(Referring expression pointing data)
■ ■ ■ ■
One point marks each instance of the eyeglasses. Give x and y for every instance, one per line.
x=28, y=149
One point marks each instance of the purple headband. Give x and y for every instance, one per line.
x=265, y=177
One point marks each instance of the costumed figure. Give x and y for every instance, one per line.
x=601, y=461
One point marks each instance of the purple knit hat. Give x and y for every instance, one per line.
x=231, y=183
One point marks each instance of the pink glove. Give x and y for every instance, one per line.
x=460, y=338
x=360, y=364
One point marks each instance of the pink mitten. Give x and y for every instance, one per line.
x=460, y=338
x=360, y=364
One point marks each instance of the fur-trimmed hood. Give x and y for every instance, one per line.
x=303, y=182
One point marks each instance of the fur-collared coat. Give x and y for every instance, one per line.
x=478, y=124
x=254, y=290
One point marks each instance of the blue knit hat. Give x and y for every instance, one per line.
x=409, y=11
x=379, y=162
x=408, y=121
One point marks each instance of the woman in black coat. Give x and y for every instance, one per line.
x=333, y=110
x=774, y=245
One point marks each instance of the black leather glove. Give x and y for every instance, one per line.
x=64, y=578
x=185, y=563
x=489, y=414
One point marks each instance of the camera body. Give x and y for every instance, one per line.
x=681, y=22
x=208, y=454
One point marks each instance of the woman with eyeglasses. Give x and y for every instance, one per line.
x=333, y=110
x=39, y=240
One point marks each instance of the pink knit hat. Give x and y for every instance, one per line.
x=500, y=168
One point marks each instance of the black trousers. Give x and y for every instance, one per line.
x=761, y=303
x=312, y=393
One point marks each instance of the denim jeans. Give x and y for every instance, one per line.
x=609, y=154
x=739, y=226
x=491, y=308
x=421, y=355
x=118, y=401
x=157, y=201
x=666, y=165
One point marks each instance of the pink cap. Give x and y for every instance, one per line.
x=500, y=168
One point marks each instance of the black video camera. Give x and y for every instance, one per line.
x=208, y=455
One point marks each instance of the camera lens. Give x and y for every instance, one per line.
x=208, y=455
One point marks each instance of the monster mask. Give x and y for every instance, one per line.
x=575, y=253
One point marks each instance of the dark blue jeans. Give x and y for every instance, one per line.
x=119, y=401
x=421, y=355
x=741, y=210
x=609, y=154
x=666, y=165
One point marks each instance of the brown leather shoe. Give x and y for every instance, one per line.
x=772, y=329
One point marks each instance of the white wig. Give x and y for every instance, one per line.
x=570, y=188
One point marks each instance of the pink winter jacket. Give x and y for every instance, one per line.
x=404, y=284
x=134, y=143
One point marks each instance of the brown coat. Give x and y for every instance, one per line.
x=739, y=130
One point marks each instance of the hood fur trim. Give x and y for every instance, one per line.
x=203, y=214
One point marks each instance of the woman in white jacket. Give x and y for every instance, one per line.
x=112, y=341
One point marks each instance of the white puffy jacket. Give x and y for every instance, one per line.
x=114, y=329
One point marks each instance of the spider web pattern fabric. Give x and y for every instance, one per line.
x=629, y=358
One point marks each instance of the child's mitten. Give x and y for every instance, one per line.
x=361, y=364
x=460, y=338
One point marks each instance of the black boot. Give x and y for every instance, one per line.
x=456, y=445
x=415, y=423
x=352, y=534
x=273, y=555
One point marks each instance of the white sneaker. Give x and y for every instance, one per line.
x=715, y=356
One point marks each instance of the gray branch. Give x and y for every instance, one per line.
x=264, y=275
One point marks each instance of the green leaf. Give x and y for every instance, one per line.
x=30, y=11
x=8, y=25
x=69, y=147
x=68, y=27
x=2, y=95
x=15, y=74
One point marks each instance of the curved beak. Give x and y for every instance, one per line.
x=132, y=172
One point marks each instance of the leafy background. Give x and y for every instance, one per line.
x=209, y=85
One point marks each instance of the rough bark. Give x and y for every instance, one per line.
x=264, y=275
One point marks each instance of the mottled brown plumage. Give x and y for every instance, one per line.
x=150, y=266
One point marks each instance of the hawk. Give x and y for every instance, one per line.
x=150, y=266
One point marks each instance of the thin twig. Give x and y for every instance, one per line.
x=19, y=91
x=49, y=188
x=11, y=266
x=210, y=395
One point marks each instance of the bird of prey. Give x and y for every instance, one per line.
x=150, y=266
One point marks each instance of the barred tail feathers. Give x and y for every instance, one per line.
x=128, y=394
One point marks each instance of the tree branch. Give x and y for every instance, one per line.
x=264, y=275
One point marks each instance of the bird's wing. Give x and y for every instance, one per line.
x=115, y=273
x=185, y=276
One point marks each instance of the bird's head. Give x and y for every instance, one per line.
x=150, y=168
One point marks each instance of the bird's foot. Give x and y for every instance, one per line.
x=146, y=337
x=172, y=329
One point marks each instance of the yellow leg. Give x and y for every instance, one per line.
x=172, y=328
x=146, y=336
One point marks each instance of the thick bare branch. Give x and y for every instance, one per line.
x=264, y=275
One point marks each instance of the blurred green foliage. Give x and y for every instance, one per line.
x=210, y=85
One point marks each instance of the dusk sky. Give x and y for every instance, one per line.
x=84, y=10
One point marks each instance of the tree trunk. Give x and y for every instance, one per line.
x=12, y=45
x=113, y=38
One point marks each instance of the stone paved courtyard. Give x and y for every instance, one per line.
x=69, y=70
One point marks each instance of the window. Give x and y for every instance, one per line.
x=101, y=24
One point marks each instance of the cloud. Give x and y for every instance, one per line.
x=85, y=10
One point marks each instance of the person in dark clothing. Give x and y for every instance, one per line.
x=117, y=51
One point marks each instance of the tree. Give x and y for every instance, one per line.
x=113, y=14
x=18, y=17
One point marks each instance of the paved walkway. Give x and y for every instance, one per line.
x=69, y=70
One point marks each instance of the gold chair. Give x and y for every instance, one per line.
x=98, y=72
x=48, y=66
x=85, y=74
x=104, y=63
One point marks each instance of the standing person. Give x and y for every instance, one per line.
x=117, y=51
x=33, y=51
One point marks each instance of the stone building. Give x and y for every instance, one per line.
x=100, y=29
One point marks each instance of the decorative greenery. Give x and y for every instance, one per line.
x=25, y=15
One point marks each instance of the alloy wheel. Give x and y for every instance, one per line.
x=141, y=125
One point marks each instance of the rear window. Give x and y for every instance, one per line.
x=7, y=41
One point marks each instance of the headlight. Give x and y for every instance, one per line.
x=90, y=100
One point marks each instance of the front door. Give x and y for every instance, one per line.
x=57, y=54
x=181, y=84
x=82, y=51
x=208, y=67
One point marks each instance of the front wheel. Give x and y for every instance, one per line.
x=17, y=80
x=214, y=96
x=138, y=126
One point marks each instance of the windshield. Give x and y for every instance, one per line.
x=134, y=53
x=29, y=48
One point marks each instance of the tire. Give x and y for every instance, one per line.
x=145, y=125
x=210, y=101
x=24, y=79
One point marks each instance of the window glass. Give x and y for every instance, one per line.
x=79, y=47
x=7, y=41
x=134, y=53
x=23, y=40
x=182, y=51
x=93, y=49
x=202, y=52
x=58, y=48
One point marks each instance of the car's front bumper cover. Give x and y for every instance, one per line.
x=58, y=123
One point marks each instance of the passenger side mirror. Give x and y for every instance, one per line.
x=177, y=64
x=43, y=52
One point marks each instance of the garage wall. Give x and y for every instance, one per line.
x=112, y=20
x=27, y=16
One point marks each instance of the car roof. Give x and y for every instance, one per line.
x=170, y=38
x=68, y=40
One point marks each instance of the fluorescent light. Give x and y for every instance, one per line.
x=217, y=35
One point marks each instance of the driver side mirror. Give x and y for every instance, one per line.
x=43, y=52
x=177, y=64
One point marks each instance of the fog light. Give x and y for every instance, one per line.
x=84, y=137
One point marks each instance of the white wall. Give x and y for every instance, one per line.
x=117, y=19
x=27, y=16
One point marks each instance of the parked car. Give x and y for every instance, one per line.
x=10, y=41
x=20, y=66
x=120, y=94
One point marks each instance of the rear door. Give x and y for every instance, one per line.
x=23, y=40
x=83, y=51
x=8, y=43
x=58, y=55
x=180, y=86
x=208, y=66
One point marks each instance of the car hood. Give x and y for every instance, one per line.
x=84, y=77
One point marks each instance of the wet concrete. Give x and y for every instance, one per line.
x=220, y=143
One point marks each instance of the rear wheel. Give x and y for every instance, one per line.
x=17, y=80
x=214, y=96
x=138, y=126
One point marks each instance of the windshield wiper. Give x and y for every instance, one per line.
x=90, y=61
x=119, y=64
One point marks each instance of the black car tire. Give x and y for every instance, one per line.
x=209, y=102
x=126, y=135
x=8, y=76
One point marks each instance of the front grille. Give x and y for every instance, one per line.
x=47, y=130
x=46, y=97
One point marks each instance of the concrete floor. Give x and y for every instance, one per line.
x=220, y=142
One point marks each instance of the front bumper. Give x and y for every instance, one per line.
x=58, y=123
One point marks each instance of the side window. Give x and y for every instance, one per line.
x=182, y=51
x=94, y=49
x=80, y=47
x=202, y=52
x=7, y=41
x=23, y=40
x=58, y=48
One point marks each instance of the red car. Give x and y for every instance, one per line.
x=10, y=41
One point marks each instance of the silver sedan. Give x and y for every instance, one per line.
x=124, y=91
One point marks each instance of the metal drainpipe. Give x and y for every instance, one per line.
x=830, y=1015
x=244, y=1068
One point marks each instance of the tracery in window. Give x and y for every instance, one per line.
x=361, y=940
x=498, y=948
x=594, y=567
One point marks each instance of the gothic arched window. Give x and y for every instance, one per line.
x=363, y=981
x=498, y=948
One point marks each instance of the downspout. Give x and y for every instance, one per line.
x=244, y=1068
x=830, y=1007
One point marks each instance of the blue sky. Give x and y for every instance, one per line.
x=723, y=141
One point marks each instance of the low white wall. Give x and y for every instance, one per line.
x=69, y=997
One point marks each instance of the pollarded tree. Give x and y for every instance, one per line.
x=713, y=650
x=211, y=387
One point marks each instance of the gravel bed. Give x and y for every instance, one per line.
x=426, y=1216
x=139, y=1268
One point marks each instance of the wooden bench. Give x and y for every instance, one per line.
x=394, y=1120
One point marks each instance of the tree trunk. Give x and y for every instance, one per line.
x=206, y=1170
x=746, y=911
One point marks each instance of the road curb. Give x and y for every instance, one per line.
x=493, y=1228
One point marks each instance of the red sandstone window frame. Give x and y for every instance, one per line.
■ ■ ■ ■
Begin at the line containing "One point marks each instance of the gravel" and reproduce each line through the end of the records above.

One point marks each instance of the gravel bed. Give x and y for every instance, one per line.
x=426, y=1216
x=139, y=1268
One point marks each instance of the wooden bench. Give x and y for every instance, one per line.
x=394, y=1120
One point marks each instance of the tree trunk. Give x and y for every instance, one per line.
x=206, y=1170
x=746, y=911
One point marks each instance of the road curb. Give x and y for every instance, one per line.
x=493, y=1228
One point marks each instance of the red sandstone window frame. Give x and y for every instance, one per line.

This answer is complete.